Exercise requirements
Nothing in the data may be altered; copy it all exactly.

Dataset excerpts

........

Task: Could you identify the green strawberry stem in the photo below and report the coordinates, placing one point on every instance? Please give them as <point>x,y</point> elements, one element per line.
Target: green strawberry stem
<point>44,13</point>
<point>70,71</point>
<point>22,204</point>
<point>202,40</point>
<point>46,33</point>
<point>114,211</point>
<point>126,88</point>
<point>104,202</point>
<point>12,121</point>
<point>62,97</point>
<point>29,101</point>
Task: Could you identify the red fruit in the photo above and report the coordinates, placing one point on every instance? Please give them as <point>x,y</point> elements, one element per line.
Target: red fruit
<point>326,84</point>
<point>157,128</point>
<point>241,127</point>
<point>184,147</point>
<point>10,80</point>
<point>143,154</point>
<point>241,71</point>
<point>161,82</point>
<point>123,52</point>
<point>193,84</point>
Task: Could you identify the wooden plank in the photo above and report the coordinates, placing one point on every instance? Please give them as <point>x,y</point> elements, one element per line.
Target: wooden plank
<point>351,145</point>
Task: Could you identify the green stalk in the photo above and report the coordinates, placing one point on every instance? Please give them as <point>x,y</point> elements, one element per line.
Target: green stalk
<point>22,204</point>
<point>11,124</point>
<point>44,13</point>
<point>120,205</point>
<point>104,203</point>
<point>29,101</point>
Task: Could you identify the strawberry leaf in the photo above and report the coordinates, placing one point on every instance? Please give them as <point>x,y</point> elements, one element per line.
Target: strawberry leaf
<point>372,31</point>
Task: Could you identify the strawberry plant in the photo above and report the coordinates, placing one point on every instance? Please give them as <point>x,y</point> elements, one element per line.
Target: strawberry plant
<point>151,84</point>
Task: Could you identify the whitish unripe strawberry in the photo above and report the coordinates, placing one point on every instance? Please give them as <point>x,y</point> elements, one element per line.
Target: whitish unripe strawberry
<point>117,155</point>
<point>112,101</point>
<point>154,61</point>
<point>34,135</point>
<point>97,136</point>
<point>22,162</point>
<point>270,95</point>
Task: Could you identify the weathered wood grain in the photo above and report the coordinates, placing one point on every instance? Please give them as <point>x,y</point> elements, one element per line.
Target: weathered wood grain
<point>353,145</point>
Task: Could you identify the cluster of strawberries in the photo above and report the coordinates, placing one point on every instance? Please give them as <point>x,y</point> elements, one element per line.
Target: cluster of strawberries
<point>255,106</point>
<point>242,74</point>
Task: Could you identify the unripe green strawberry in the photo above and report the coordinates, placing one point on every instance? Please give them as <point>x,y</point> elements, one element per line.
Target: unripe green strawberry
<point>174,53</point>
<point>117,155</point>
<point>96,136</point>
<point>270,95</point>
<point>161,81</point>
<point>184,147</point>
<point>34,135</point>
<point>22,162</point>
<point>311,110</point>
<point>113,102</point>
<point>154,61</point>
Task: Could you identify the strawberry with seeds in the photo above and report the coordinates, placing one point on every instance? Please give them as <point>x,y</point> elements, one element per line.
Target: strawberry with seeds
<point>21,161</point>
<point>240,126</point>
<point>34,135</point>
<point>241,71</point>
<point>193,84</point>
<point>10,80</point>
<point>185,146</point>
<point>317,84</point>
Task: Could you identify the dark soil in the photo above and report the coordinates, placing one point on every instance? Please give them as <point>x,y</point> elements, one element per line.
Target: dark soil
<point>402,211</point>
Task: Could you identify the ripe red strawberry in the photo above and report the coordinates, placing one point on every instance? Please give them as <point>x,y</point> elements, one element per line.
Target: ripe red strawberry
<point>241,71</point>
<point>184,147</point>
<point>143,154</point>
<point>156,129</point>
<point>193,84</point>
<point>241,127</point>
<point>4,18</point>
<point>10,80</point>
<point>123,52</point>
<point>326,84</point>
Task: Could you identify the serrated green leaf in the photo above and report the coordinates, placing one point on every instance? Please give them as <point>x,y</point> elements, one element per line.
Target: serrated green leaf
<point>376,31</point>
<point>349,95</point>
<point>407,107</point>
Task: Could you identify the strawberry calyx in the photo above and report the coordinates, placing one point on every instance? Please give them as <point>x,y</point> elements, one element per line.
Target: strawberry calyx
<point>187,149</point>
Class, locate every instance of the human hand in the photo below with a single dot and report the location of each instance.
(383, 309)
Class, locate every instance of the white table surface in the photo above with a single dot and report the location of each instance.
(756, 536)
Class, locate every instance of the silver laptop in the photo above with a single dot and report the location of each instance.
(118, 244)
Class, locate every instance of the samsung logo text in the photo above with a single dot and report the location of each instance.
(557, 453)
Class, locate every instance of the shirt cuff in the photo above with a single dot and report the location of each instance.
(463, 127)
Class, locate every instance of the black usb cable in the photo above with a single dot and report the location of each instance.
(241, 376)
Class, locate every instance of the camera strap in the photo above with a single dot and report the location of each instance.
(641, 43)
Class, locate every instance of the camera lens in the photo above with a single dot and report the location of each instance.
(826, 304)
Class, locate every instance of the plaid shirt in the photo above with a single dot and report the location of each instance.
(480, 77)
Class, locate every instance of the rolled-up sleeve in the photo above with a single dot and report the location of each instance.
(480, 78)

........

Answer section
Task: Could you identify the green strawberry stem in the photo below and report the coordinates, placing one point on every instance? Please give them as <point>x,y</point> elements, one element per line.
Target: green strawberry stem
<point>44,13</point>
<point>70,71</point>
<point>22,204</point>
<point>202,40</point>
<point>46,33</point>
<point>114,211</point>
<point>126,88</point>
<point>104,202</point>
<point>12,121</point>
<point>62,97</point>
<point>29,101</point>
Task: Could you identify the red fruit in the photo above and report the coordinates, placing one point on every instance? Please give them as <point>x,y</point> elements, one element per line.
Target: red fruit
<point>326,84</point>
<point>157,128</point>
<point>241,127</point>
<point>184,147</point>
<point>10,80</point>
<point>143,154</point>
<point>241,71</point>
<point>161,82</point>
<point>123,52</point>
<point>193,84</point>
Task: Could you identify the wooden plank in the photo above and report the coordinates, placing one point on every instance? Please give them as <point>x,y</point> elements, one element per line.
Target: wooden plank
<point>351,145</point>
Task: Could you identify the green stalk in the photo above and report the coordinates, placing one point on every instance? Please give them as <point>x,y</point> elements, one element per line.
Target: green stalk
<point>22,204</point>
<point>11,124</point>
<point>44,13</point>
<point>120,205</point>
<point>104,203</point>
<point>29,101</point>
Task: Could you identify the strawberry leaf in the photo above and report the coordinates, placing one point on every instance? Please give them as <point>x,y</point> elements, one element per line.
Target: strawberry leaf
<point>372,31</point>
Task: Could you identify the strawberry plant in the photo above and report the coordinates, placing one point on every instance? Please give them as <point>x,y</point> elements, one element per line.
Target: strawberry plant
<point>151,84</point>
Task: Could you identify the whitish unripe strawberry in the photo above and report the coordinates, placing one point on every instance? Please give them as <point>x,y</point> elements, one element per line.
Target: whitish unripe strawberry
<point>117,155</point>
<point>112,101</point>
<point>154,61</point>
<point>34,135</point>
<point>97,136</point>
<point>22,162</point>
<point>270,95</point>
Task: Could you identify the weathered wood grain in the photo above and report the coordinates, placing one point on every instance? Please give them as <point>x,y</point> elements, one element per line.
Target: weathered wood grain
<point>353,145</point>
Task: Could you identify the cluster of strawberries in the photo above and report the coordinates, placing one point on every instance? Please give them as <point>x,y</point> elements, one element per line.
Target: cluster of strawberries
<point>255,106</point>
<point>242,74</point>
Task: Could you identify the unripe green strawberry in the photo above and report the coordinates, placing one point on every instance? Please give them as <point>x,y</point> elements, one element per line.
Target: unripe green strawberry
<point>174,53</point>
<point>117,155</point>
<point>96,136</point>
<point>270,95</point>
<point>161,81</point>
<point>184,147</point>
<point>34,135</point>
<point>22,162</point>
<point>311,110</point>
<point>113,102</point>
<point>154,61</point>
Task: Could you identify the strawberry with seeds in the photo above and report the coordinates, placing one point on every instance? Please give them as <point>x,y</point> elements, one element per line.
Target: strawberry with seeds
<point>21,161</point>
<point>240,126</point>
<point>34,135</point>
<point>241,71</point>
<point>193,84</point>
<point>10,80</point>
<point>185,146</point>
<point>317,84</point>
Task: Could you identify the dark soil in the photo above and report the coordinates, placing one point on every instance? Please give them as <point>x,y</point> elements, one element per line.
Target: dark soil
<point>402,211</point>
Task: Could you identify the ripe red strawberry in the photo above and report the coordinates, placing one point on every instance? Please give them as <point>x,y</point> elements, one element per line.
Target: ripe red strawberry
<point>241,71</point>
<point>184,147</point>
<point>143,154</point>
<point>156,129</point>
<point>193,84</point>
<point>241,127</point>
<point>4,18</point>
<point>10,80</point>
<point>123,52</point>
<point>326,84</point>
Task: Could you identify the serrated green leaf in the photo above and report the coordinates, placing one point on every instance? Please give them as <point>x,y</point> elements, one element per line.
Target: serrated green leaf
<point>376,31</point>
<point>349,95</point>
<point>407,107</point>
Task: Could you identify the strawberry calyx in the photo above and report the coordinates, placing one point on every instance? Please give them as <point>x,y</point> elements, one element per line.
Target: strawberry calyx
<point>187,149</point>
Class, locate every instance of the human hand in the photo below with a single dot and report the location of each instance.
(383, 309)
Class, locate every instance of the white table surface in the photo above with a single dot and report the location of each instance.
(756, 536)
Class, locate every instance of the silver laptop in the photo above with a single dot and report the location of each instance.
(118, 244)
Class, locate every instance of the samsung logo text in the photo above with a single dot and report the location of each instance.
(557, 453)
Class, locate every instance of the shirt cuff in the photo above with a single dot and report the location of each instance.
(463, 127)
Class, locate every instance of the black usb cable in the photo above with a single dot and report the location of each instance.
(241, 376)
Class, locate every instance of the camera strap in the photo above with a single dot and report the location of each instance.
(641, 43)
Class, locate every instance of the camera lens in the photo above with a single dot and report the location of each instance.
(826, 304)
Class, locate every instance of the plaid shirt in the photo above with a single dot and report the location of each instance.
(480, 77)
Class, locate every instance of the rolled-up sleeve in the photo above with a single dot and report the location of each instance.
(480, 78)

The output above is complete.